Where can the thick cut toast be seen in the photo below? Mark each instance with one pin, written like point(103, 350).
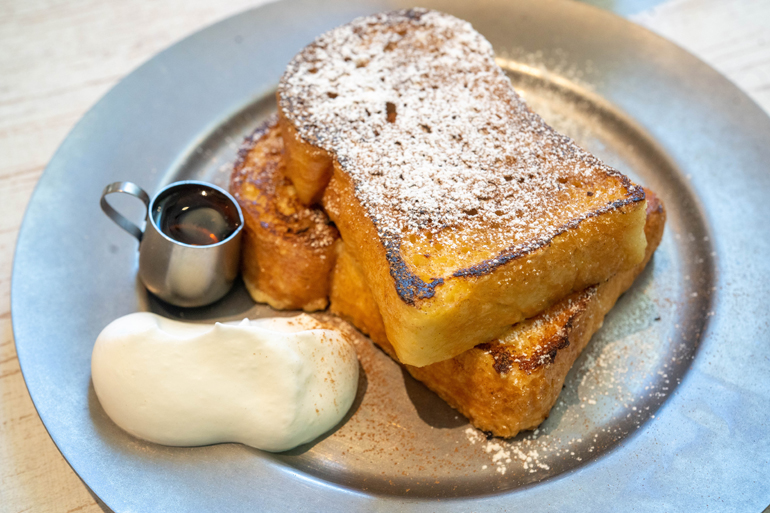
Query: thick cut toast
point(465, 210)
point(510, 384)
point(288, 248)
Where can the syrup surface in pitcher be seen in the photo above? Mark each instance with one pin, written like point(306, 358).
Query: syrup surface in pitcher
point(196, 215)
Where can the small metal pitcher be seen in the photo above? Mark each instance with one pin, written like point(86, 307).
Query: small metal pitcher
point(177, 272)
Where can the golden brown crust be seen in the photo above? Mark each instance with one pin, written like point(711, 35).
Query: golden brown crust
point(288, 248)
point(447, 189)
point(511, 384)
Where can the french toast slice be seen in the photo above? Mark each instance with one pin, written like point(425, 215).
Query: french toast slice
point(288, 249)
point(509, 384)
point(466, 211)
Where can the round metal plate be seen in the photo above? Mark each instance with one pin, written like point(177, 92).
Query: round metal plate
point(667, 407)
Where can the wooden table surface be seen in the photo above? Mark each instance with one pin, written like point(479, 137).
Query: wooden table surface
point(58, 57)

+--

**What is needed:** Scan the material above for the word "instance". Copy each line where it occurs.

**Answer below:**
Where can the thick cut toast be seen in the photo below? Mark each instance with one pin, written like point(103, 350).
Where can the syrup surface in pitcher be seen in the photo above? Mark each instance with one pin, written like point(306, 358).
Where can the small metal pitcher be seen in the photo above? Mark each instance with one pin, written like point(86, 307).
Where can the golden brown crust be seen in the photo above? Mark each instance with one pin, written like point(711, 35).
Where can the french toast slice be seen in the photo above? Mark each instance with one pin, written like point(425, 215).
Where can the round metal plate be seen in the photo above? Mark each instance with one pin, written like point(177, 92).
Where can the wooden table surface be seen in the photo above? Mark each instance with one pin, written like point(479, 137).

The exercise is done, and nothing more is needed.